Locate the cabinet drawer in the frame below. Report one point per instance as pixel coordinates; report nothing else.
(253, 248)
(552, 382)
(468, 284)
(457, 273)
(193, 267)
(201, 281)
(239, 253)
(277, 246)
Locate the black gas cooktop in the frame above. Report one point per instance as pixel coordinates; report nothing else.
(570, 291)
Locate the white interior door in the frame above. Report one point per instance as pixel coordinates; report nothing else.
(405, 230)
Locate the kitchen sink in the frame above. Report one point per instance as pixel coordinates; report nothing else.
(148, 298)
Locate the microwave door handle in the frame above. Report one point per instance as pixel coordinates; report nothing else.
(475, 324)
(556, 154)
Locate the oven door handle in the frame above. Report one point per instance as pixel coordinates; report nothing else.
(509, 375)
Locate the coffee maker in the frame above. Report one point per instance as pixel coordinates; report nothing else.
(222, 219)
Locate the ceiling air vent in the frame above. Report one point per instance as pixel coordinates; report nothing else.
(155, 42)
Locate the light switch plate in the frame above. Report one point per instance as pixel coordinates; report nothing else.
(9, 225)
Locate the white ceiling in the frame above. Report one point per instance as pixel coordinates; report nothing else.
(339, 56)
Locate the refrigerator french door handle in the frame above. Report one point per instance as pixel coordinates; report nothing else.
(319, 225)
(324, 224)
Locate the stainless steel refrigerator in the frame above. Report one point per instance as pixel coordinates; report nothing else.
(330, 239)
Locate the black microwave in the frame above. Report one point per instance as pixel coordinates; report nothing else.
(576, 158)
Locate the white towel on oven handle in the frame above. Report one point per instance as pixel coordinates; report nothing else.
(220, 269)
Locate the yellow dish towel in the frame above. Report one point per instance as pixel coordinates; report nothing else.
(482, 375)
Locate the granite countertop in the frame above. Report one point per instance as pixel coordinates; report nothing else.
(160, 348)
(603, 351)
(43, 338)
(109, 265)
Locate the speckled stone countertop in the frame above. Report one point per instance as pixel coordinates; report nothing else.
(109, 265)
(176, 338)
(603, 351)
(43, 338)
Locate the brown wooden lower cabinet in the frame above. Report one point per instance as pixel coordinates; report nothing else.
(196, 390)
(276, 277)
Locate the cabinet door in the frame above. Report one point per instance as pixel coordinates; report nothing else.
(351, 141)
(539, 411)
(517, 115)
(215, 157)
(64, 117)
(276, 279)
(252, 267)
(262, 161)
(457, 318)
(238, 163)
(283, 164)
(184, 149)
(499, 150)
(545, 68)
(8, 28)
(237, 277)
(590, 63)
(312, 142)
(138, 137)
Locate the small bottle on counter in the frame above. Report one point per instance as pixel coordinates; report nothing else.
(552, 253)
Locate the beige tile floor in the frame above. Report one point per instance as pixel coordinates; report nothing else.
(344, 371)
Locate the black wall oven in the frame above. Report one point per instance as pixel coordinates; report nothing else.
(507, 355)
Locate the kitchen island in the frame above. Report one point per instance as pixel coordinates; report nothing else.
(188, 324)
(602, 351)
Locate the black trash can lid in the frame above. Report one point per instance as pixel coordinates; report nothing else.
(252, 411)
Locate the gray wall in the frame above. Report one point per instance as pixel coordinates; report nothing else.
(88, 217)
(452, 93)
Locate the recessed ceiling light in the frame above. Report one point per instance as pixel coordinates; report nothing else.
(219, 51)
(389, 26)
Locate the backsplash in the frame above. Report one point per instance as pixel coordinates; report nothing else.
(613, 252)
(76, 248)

STATED PROBLEM:
Output each record exactly, leaving nothing out.

CORRECT RESULT:
Locate the cabinet drawer in the frame below. Report one point per instance as pixel coordinates; report nothing else.
(253, 248)
(552, 382)
(468, 284)
(457, 273)
(193, 267)
(201, 281)
(239, 253)
(277, 246)
Locate the black gas cooktop in the frame above. Report one point per instance as pixel coordinates; report nothing else.
(570, 291)
Locate the white interior door in the frame above. Report one point per instance as pixel coordinates; report nothing else.
(405, 230)
Locate the kitchen sink in the frame above. Report one point per instance as pixel coordinates; report nothing else.
(148, 298)
Locate the microwave door handle in the frame above. Report one point per instance as pixel coordinates; report nothing else.
(475, 324)
(556, 154)
Locate the oven door handle in the frame above. Report one point per instance as pixel coordinates; report nothing else.
(509, 375)
Locate the coffee maker in the frame above. Report one point per instance as pixel coordinates; report nothing else.
(222, 219)
Locate the ceiling air vent in the frame above. Report one point per instance as pixel coordinates; report nothing else.
(155, 42)
Locate the light switch plate in the frame above. Report one point per instance as pixel coordinates; report nothing else.
(9, 225)
Locate the white ceiling in the frame above. Report one point per instance as pixel coordinates; report nothing else.
(339, 56)
Locate the refrigerator french door handle in the frame above. Report one point per instance as pixel coordinates; report nothing else.
(319, 225)
(324, 224)
Locate the stainless steel refrigerator in the frame above. Report one point per instance as pixel coordinates; report nothing else.
(330, 239)
Locate the black microwave in the frame above. Report one point per instance as pixel coordinates; report nothing else.
(576, 158)
Locate the white towel on oven handle in the frame above. Report one point per instance as pixel coordinates; report nothing else.
(220, 269)
Locate the yellow dish towel in the frame above. Report one point per instance as pixel coordinates; report nothing else.
(482, 375)
Locate the granite countertop in the frame above. Report one point per instance as pixel coordinates; report nothing else.
(160, 348)
(603, 351)
(43, 338)
(109, 265)
Locate the speckled stone countertop in the frame above. Report one point per instance as pixel coordinates; report nothing else.
(109, 265)
(176, 338)
(603, 351)
(43, 338)
Locate the brown wooden lower cabinet in the frame above. Report one point per instance as pixel coordinates; report nothing else.
(196, 390)
(276, 277)
Locate the cabinet door in the frame above. Report one point per instance as pixel coordinates; report nothing else.
(351, 141)
(539, 411)
(517, 115)
(215, 157)
(64, 117)
(276, 279)
(252, 267)
(262, 161)
(457, 318)
(238, 163)
(283, 164)
(184, 149)
(499, 150)
(545, 68)
(8, 28)
(237, 277)
(590, 63)
(312, 142)
(138, 137)
Locate the small bottle on counter in the frame above. Report one point per instance as pixel coordinates; report nothing else.
(552, 253)
Locate the beige tile floor in the frame above. Report one point per instance as pixel coordinates; report nothing else.
(344, 371)
Locate the black wall oven in the frame above. Report one point per instance as pixel coordinates; report nothing else.
(507, 355)
Locate the kitchen island in the frame above. Report one point per instance as pixel coordinates; report nothing else.
(188, 324)
(602, 351)
Locate the black trash can lid in the frame above. Report one point per instance as pixel coordinates; report nothing else.
(252, 411)
Locate the gray wall in the frame above. Report one point per instance as pixel coordinates; report nothing else.
(88, 217)
(452, 93)
Locate the recessed ceiling light in the frame above. Report one point per instance as pixel coordinates; report nothing else.
(219, 51)
(389, 26)
Locate the backsplash in the frame above. Report one point per instance as pixel coordinates; report nothing else.
(613, 252)
(76, 248)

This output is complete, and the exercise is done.